■ **TEXTE SOURCE**
Cependant, il déplore les obstacles réglementaires à Barcelone. « Contrairement à des villes comme Berlin ou Rotterdam, où il est possible de vendre les produits cultivés en ville, les règlements de Barcelone, datant des années 1970, interdisent la vente de produits agricoles urbains », explique-t-il. Il s’indigne aussi du paradoxe : « Des produits chimiques toxiques peuvent être fabriqués et vendus en ville, mais pas des tomates cultivées sur un toit. »

Pour le chercheur, l’agriculture urbaine présente pourtant de nombreux avantages. Il explique qu’elle améliore le bien-être des habitants, réduit l’effet d’îlot de chaleur grâce aux toits végétalisés, limite les transports alimentaires, et diminue les déchets d’emballage et les pertes liées au stockage. « Les cultures locales favorisent aussi une alimentation plus respectueuse des saisons et de l’environnement », précise-t-il.

En regardant vers l’avenir, il espère que Barcelone adoptera une approche plus favorable. « À Rotterdam, par exemple, toute nouvelle construction ou rénovation doit inclure une initiative pour l’eau, l’énergie ou la nourriture sur le toit. À Barcelone, cela reste optionnel et dépend des autorisations », regrette-t-il. Il suggère également que la ville pourrait envisager des subventions similaires à celles accordées pour les panneaux solaires.

« Nous sommes optimistes et pensons qu’avec le soutien de l’administration et des citoyens, ces projets se développeront davantage dans les années à venir », conclut-il.

■ **OBJECTIF**
Répondez à ces questions à partir du texte sur l'agriculture urbaine :
(a) De quelle décennie datent les règlements de Barcelone qui interdisent la vente de produits agricoles urbains ?
(b) Quel effet les toits végétalisés permettent-ils de réduire ?
(c) À Rotterdam, que doit inclure toute nouvelle construction ou rénovation ?
Les entrées n'ont aucun rôle ici.

■ **EXTRAIT DE DONNÉES**
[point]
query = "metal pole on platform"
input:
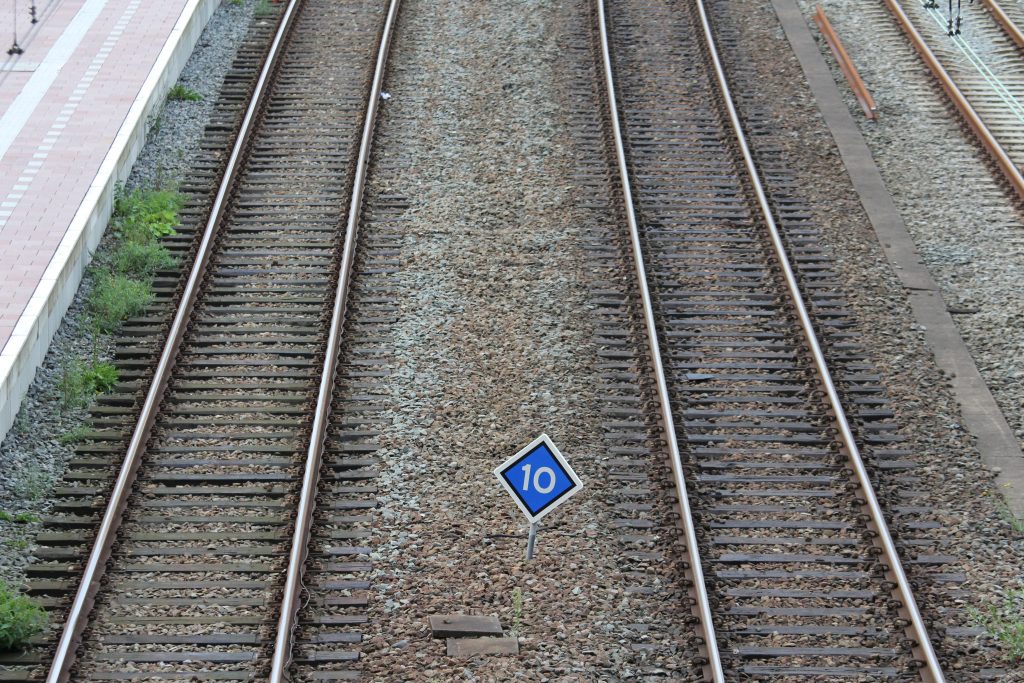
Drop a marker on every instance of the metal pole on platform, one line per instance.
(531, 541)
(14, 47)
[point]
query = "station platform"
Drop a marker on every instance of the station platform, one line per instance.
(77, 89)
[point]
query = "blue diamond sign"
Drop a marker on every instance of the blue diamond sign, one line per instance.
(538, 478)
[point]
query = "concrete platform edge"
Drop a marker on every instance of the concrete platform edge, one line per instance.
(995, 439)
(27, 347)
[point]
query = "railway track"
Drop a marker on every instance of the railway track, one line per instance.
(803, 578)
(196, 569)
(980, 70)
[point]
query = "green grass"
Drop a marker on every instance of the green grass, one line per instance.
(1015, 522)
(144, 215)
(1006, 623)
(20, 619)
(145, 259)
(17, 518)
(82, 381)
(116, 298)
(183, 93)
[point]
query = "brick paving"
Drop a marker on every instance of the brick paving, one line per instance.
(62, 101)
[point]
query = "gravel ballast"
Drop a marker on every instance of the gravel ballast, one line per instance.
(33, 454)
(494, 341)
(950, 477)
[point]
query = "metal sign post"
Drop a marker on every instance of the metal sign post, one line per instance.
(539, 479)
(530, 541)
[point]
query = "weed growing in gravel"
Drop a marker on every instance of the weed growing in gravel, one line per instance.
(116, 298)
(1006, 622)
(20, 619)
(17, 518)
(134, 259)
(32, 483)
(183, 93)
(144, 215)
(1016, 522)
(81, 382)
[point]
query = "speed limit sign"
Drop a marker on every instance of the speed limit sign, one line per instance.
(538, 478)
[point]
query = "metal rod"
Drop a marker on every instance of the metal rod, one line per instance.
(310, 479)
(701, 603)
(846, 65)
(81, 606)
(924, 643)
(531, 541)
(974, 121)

■ **RÉSULTAT OBTENU**
(a) Des années 1970.
(b) L'effet d'îlot de chaleur.
(c) Une initiative pour l'eau, l'énergie ou la nourriture sur le toit.